L’une des problématiques était alors la centralité de la monarchie dans le cadre d’un système déterminé par la succession. Une autre était la redistribution des pouvoirs. Cette seconde problématique s’est particulièrement manifestée lorsqu’un appel à une révision de la Constitution pour l’instauration quasi immédiate d’une monarchie parlementaire a été lancé.
La réponse ne s’est pas fait attendre : la modernisation de la monarchie à travers une entreprise collective dans le cadre d’un processus de transition démocratique serein et stable. Le nouveau roi devait recréer la monarchie. Le 12 octobre 1999, le monarque présente son nouveau concept d’autorité qui anticipe une monarchie démocratique et exécutive qui se veut également être une monarchie de proximité et citoyenne.
Le premier constat que l’on peut tirer est que le pacte ayant abouti à l’alternance consensuelle a été reconduit ce qui a permis au jeune monarque d’accompagner un processus qu’il a refusé d’interrompre. Il a gouverné avec des gouvernements démocratiques ou technocratiques, combinant les deux à la fois autour d’une vision. Il existe également une perspective de réforme de l’Etat et des territoires qui a été associée à une stratégie de développement de l’unité nationale fondée sur l’intégrité territoriale, le pluralisme et la solidarité.

Entrées de pointage d’objets étiquetés:
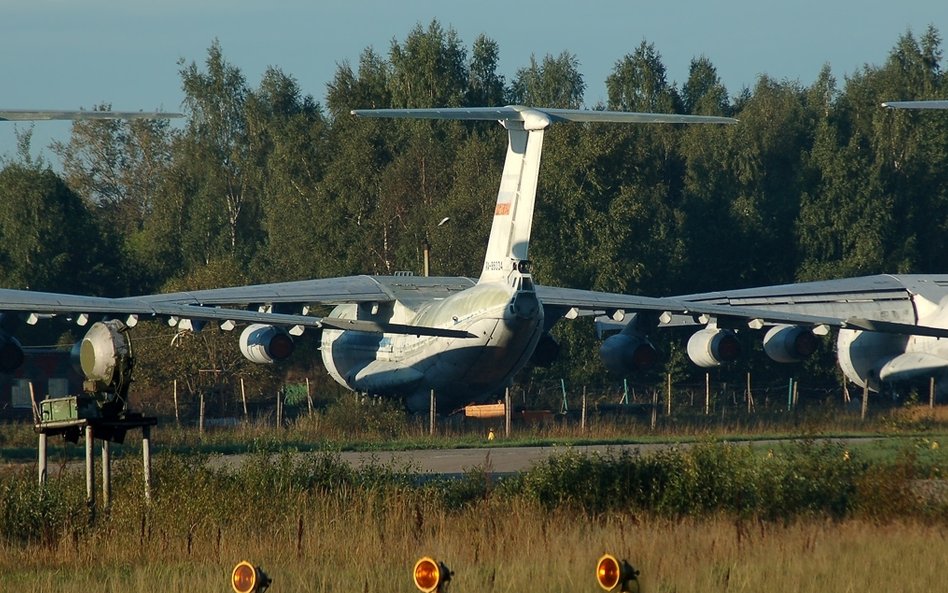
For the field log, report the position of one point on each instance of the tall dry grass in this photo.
(316, 524)
(369, 545)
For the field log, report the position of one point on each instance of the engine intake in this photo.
(625, 353)
(711, 346)
(265, 344)
(790, 343)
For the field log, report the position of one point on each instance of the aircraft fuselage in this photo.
(505, 320)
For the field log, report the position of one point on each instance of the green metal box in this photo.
(66, 409)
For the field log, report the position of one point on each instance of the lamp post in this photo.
(426, 248)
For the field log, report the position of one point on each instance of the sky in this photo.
(71, 54)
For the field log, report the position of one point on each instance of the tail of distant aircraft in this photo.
(513, 214)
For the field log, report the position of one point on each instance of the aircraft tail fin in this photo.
(513, 213)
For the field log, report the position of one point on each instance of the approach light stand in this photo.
(104, 356)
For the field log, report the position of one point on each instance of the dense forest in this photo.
(266, 183)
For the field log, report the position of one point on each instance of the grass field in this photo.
(715, 517)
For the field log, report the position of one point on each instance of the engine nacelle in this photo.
(265, 344)
(863, 354)
(711, 346)
(11, 353)
(790, 343)
(624, 353)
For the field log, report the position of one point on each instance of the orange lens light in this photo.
(427, 575)
(244, 578)
(608, 572)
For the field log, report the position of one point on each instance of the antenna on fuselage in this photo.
(513, 214)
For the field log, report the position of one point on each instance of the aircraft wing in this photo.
(178, 307)
(748, 312)
(43, 115)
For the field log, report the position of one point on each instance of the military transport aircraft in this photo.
(464, 338)
(865, 356)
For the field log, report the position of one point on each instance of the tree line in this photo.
(265, 183)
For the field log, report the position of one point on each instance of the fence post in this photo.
(432, 411)
(865, 400)
(90, 473)
(582, 421)
(177, 418)
(507, 412)
(654, 408)
(279, 408)
(42, 460)
(707, 393)
(243, 396)
(201, 414)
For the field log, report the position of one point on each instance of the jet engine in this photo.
(790, 343)
(624, 353)
(264, 344)
(863, 354)
(11, 353)
(712, 346)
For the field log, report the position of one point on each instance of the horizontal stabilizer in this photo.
(526, 114)
(912, 366)
(916, 104)
(42, 115)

- Consigne A
Pouvez-vous citer le passage du texte sur la monarchie qui commence à « Le premier constat » et se termine à « et la solidarité. » ?
- Consigne B
Comment poursuivriez-vous le texte sur la monarchie après sa dernière phrase ? Rédigez-en la suite.

- Production attendue A
Le premier constat que l’on peut tirer est que le pacte ayant abouti à l’alternance consensuelle a été reconduit ce qui a permis au jeune monarque d’accompagner un processus qu’il a refusé d’interrompre. Il a gouverné avec des gouvernements démocratiques ou technocratiques, combinant les deux à la fois autour d’une vision. Il existe également une perspective de réforme de l’Etat et des territoires qui a été associée à une stratégie de développement de l’unité nationale fondée sur l’intégrité territoriale, le pluralisme et la solidarité.

- Production attendue B
Mais l’année 2002 marque la fin de l’alternance consensuelle qui devait elle-même aboutir à l’alternance démocratique. Abderrahmane Youssoufi avait alors parlé d’entorse à la “méthodologie démocratique” lorsque la nomination de Driss Jettou au poste de Premier ministre avait été annoncée…
Le monarque a dès le départ été prudent. Lorsque j’utilise ce terme, je parle de prudence constitutionnelle, c’est-à-dire la gestion de la Constitution dans le cadre d’un nouveau contexte. Un courant était en faveur d’une nouvelle Constitution. Le roi, lui, a préféré renouveler le pacte entre le trône et le peuple jetant ainsi les nouveaux fondements d’une monarchie populaire. En reconduisant ce pacte, le monarque a veillé à reconduire l’esprit du régime tout en s’assurant la maitrise d’un changement nécessaire.
Cela dit, il est normal que Youssoufi soit déçu par l’orientation des choses. Mais ce changement était “soft”, puisqu’en dehors de la Primature, la majorité de l’équipe gouvernementale était composée de ministres issus de l’alternance. De plus, le gouvernement Jettou n’a pas interrompu les chantiers menés sous Youssoufi. Ils ont été poursuivis et même, je crois, menés à bien.
Mais il faut également évoquer le processus de l’IER qui est une séquence essentielle de ces 20 ans de règne et à l’autocritique qui a été faite dans le rapport du cinquantenaire qui dessine les perspectives d’un Maroc possible. Pour la première fois, un regard et une démarche critiques ont été acceptés au sommet de l’Etat.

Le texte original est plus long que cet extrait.